● Written instruction: Convert the listing below into a JSON list of strings, with one string per line and blank lines skipped. Leave the pictures out of the list.

[Data lines]
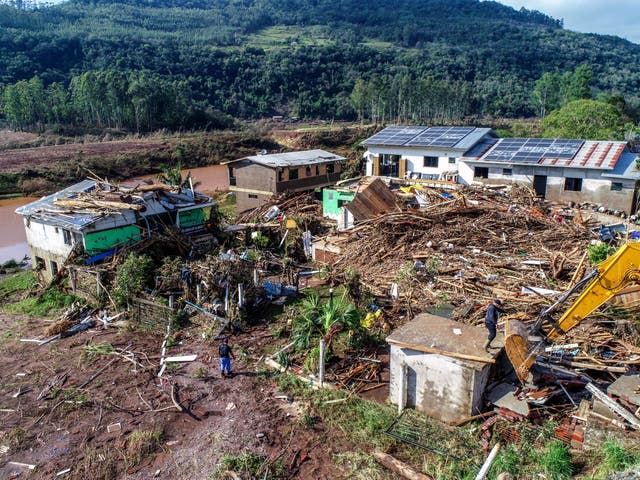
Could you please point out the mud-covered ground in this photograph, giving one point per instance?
(47, 420)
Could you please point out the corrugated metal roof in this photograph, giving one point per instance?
(601, 155)
(592, 154)
(44, 208)
(293, 159)
(45, 211)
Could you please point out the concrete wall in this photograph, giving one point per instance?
(47, 243)
(442, 387)
(595, 187)
(415, 159)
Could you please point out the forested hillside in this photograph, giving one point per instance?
(196, 63)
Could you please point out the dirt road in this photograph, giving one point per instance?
(65, 408)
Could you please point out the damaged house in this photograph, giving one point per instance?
(98, 219)
(427, 153)
(439, 367)
(255, 179)
(564, 170)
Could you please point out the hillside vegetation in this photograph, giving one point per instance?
(193, 64)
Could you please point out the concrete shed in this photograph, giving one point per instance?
(438, 366)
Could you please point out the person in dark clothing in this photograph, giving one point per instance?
(226, 354)
(491, 321)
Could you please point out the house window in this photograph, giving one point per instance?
(40, 263)
(481, 172)
(573, 184)
(431, 162)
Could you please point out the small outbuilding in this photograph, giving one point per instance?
(439, 367)
(256, 178)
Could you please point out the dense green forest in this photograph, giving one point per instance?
(195, 63)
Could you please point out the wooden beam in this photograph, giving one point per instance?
(399, 467)
(461, 356)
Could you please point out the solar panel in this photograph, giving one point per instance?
(440, 137)
(397, 135)
(532, 150)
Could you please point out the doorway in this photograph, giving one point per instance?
(540, 185)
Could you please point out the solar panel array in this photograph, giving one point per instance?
(532, 150)
(395, 135)
(420, 136)
(440, 137)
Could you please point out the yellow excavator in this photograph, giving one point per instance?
(615, 273)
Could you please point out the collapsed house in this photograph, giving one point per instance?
(257, 178)
(97, 219)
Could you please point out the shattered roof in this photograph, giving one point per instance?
(439, 333)
(440, 137)
(293, 159)
(572, 153)
(46, 211)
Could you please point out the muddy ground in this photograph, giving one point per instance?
(89, 429)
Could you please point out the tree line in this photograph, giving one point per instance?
(192, 63)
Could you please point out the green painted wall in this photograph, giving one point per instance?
(196, 216)
(333, 200)
(104, 240)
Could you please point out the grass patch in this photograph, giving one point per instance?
(16, 283)
(555, 461)
(140, 444)
(97, 464)
(359, 466)
(249, 465)
(43, 305)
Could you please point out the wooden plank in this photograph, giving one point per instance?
(442, 352)
(399, 467)
(180, 358)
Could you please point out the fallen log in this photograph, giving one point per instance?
(399, 467)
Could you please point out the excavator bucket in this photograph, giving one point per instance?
(518, 348)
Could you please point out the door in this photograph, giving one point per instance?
(540, 185)
(412, 387)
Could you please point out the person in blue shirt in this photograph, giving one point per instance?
(226, 354)
(491, 321)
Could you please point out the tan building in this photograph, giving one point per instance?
(254, 179)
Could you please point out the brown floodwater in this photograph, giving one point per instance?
(13, 242)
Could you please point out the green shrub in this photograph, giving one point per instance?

● Exercise result:
[
  "Could you please point out the mud-covered ground in this photograph, giving one point per instance?",
  "(47, 420)",
  "Could you please point out the corrugated metal roof in this photograph, giving one point per instance?",
  "(601, 155)",
  "(592, 154)",
  "(44, 208)",
  "(293, 159)",
  "(45, 211)",
  "Could you please point out the concrete wall in this photograph, giving one point per instance?",
  "(47, 243)",
  "(442, 387)",
  "(595, 187)",
  "(415, 159)",
  "Could you please point out the forested hillside in this photograph, giving one point per instance?",
  "(196, 63)",
  "Could you please point out the dirt road in this photograph, giving one point per instance?",
  "(65, 408)",
  "Could you please point out the damaged house in this photograph, giving one point per instance?",
  "(98, 219)",
  "(427, 153)",
  "(439, 367)",
  "(255, 179)",
  "(564, 170)",
  "Could you please point out the hillside vegetation in this photograph, giving one point per instance?",
  "(193, 64)",
  "Could you please point out the concrete shed in this photograph, giving one point per instance?",
  "(438, 366)",
  "Could you please point out the person in dark clothing in this photograph, giving one point per instance?",
  "(226, 354)",
  "(491, 321)",
  "Could you please point out the house window in this photograph, giving one point per instance?",
  "(40, 263)",
  "(481, 172)",
  "(573, 184)",
  "(431, 162)",
  "Could you please point out the small outbuilding in this photograph, giving one point per instance?",
  "(439, 367)",
  "(256, 178)",
  "Could you please point out the dense green forest in this photograph, giving one point per instance?",
  "(195, 63)",
  "Could you please point out the wooden beam in this photograph, giving one point per instance?",
  "(399, 467)",
  "(461, 356)",
  "Could you please point out the solar panel in this photograph, giving one point per instance?",
  "(440, 137)",
  "(397, 135)",
  "(532, 150)",
  "Could you please point out the doorway in this photograph, giving one point per instance?",
  "(540, 185)",
  "Could you please point out the solar panel array in this photograph, giving one point per instance?",
  "(532, 150)",
  "(395, 135)",
  "(420, 136)",
  "(440, 137)",
  "Could you please point out the yellow excavator in this photograph, giving one point per instance?",
  "(615, 273)",
  "Could you please point out the collapsed house in this photograph, giving one point per instance?",
  "(257, 178)",
  "(97, 219)",
  "Could you please point out the shattered roof in this photograph, giving one point per instance?",
  "(439, 333)",
  "(440, 137)",
  "(293, 159)",
  "(572, 153)",
  "(46, 211)",
  "Could you please point out the muddy ground in this photograph, giving one point per instance?",
  "(89, 429)",
  "Could you please point out the tree line in this photograph, giving one point per instance?",
  "(192, 63)",
  "Could you please point out the green painted wall in this photograph, giving one point per instance?",
  "(196, 216)",
  "(333, 200)",
  "(104, 240)",
  "Could you please point out the grass patch in this photograph, giving one point per instance?",
  "(16, 283)",
  "(555, 461)",
  "(140, 444)",
  "(97, 464)",
  "(359, 466)",
  "(249, 465)",
  "(43, 305)",
  "Could you please point out the wooden plank in this photograph, giving one point per instance?",
  "(442, 352)",
  "(399, 467)",
  "(180, 358)",
  "Could you please point out the fallen log in this photograph, giving one point per instance?",
  "(399, 467)",
  "Could you please point out the excavator bucket in this photograph, giving one point per instance?",
  "(518, 348)",
  "Could you please point out the door in this photograph, giving one point per instance?",
  "(540, 185)",
  "(412, 387)",
  "Could you please point out the person in blue shirt in this photograph, giving one point per instance?",
  "(226, 354)",
  "(491, 321)",
  "Could you please point out the tan building in this photograph, giving one point per instance?",
  "(254, 179)",
  "Could you please point out the brown floodwater in this photograph, giving one point per instance?",
  "(13, 242)",
  "Could you please point out the green shrub in this photograph, giving one point per instance?"
]